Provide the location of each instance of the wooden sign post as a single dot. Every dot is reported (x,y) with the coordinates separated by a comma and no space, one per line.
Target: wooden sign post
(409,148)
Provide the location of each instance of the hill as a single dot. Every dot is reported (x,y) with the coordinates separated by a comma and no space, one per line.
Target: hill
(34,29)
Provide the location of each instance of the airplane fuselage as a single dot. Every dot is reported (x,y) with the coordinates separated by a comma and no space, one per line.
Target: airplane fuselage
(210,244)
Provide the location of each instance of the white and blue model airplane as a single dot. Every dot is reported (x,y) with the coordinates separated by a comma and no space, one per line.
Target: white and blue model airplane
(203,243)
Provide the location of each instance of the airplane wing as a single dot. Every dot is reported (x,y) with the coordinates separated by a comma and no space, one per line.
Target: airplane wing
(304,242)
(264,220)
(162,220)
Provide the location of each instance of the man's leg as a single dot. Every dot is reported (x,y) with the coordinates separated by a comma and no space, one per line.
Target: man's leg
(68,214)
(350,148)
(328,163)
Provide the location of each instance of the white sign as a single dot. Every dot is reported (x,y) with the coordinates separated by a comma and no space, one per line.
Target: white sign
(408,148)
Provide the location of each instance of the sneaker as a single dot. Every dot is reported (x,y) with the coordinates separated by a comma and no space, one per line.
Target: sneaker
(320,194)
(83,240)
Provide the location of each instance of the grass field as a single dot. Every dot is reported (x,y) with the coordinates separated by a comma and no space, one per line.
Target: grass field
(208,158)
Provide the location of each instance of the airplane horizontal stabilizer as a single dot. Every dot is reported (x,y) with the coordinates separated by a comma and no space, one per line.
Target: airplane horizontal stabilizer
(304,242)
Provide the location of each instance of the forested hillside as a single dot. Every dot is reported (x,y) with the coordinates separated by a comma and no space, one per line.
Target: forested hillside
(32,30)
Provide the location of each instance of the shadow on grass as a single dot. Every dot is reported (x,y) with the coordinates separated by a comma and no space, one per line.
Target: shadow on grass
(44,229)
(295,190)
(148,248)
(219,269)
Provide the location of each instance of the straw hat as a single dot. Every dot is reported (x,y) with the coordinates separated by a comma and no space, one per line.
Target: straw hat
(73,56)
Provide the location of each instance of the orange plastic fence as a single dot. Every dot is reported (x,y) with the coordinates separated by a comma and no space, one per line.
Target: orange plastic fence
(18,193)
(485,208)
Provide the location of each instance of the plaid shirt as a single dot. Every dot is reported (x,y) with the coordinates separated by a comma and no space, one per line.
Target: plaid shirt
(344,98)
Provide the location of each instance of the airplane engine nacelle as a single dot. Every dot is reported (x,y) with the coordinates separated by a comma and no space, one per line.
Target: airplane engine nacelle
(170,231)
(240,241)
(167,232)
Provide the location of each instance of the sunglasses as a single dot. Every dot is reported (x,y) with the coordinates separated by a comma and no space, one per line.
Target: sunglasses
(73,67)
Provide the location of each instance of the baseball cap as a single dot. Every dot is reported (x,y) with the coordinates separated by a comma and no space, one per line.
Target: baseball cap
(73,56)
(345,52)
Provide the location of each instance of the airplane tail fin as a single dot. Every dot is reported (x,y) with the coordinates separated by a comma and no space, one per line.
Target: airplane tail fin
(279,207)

▸ **WORK TO BE COMPLETED**
Every line of the material above should be set down again exactly.

▸ **EXERCISE OUTPUT**
Provide the location of each instance of the wooden sign post as a single dot. Every dot is reported (x,y) with the coordinates separated by a comma and no space, one per line.
Target: wooden sign post
(409,148)
Provide the location of each instance of the hill as a single dot. Every dot is reported (x,y) with the coordinates separated by a comma and no space, one per line.
Target: hill
(34,29)
Provide the location of each instance of the airplane fuselage as a single dot. Every dot is reported (x,y) with the coordinates separated by a comma and no space, one per line.
Target: airplane fuselage
(210,244)
Provide the location of each instance of the white and blue model airplane as a single dot. Every dot is reported (x,y) with the coordinates separated by a comma and no space, one per line.
Target: white and blue model airplane
(203,243)
Provide the location of each instance of the airplane wing as a single dot. Every dot is reported (x,y) with the coordinates separated by a comma and no space, one per line.
Target: airplane wing
(304,242)
(264,220)
(162,220)
Provide the location of each instance of the man's leg as a single dot. Every dot is reported (x,y) with the coordinates separated by a comma and no space, one per line.
Target: man's leg
(68,214)
(350,148)
(328,163)
Provide the location of each instance of the white sign as a single dot. Every dot is reported (x,y) with the coordinates separated by a comma and no space, one per line.
Target: white sign
(408,148)
Provide the location of each instance of the sneaker as a single dot. Every dot is reported (x,y) with the coordinates separated by a comma and no space, one per line.
Target: sneaker
(320,194)
(83,240)
Provide the location of each instance of the grass field as a single dot. Every dot is reported (x,y) with the coordinates separated by a comma and no space, one per line.
Target: grass field
(208,158)
Provide the location of each instance of the airplane horizontal stabilizer as a single dot. Every dot is reported (x,y) with the coordinates separated by a comma and no space, one per line.
Target: airplane horizontal stabilizer
(304,242)
Provide the location of each instance of the forested hillside as a single dot. Every dot is reported (x,y) with the coordinates separated by a comma and no space, one per line.
Target: forested hillside
(32,30)
Provide the location of each instance of the shadow on grass as a single dot. Every dot is reported (x,y) with the coordinates separated by a comma and no space, one per line.
Target: shadow on grass
(44,229)
(295,190)
(148,248)
(219,269)
Provide the location of each instance of the straw hat as a single dot. Every dot is reported (x,y) with the coordinates separated by a comma and no space, one per line.
Target: straw hat
(73,56)
Provide the location of each instance of the orange plastic fence as a single dot. Every dot is reported (x,y) with the coordinates separated by a comma and no space, one per line.
Target: orange plastic fence
(18,193)
(485,208)
Provide the location of each instance of the plaid shirt as a single dot. Every dot is reported (x,y) with the coordinates separated by a comma and no space, one per line.
Target: plaid shirt
(344,98)
Provide the location of each instance of the airplane engine nacelle as a single dot. Every dot is reported (x,y) with the coordinates separated by a comma and no space, one per line.
Target: airplane engine nacelle
(170,231)
(240,241)
(167,232)
Provide the location of each instance of the sunglasses as a single dot. Every dot is reported (x,y) with the coordinates separated by a comma and no space, one per line.
Target: sunglasses
(73,67)
Provide the location of each instance of the baseball cap as a single dot. Every dot is reported (x,y) with the coordinates separated by a comma and no space, one per line.
Target: baseball cap
(73,56)
(345,52)
Provide the location of each instance of the airplane tail fin as a single dot. Every dot is reported (x,y) with the coordinates separated by a comma and no space, one per line.
Target: airplane tail fin
(279,207)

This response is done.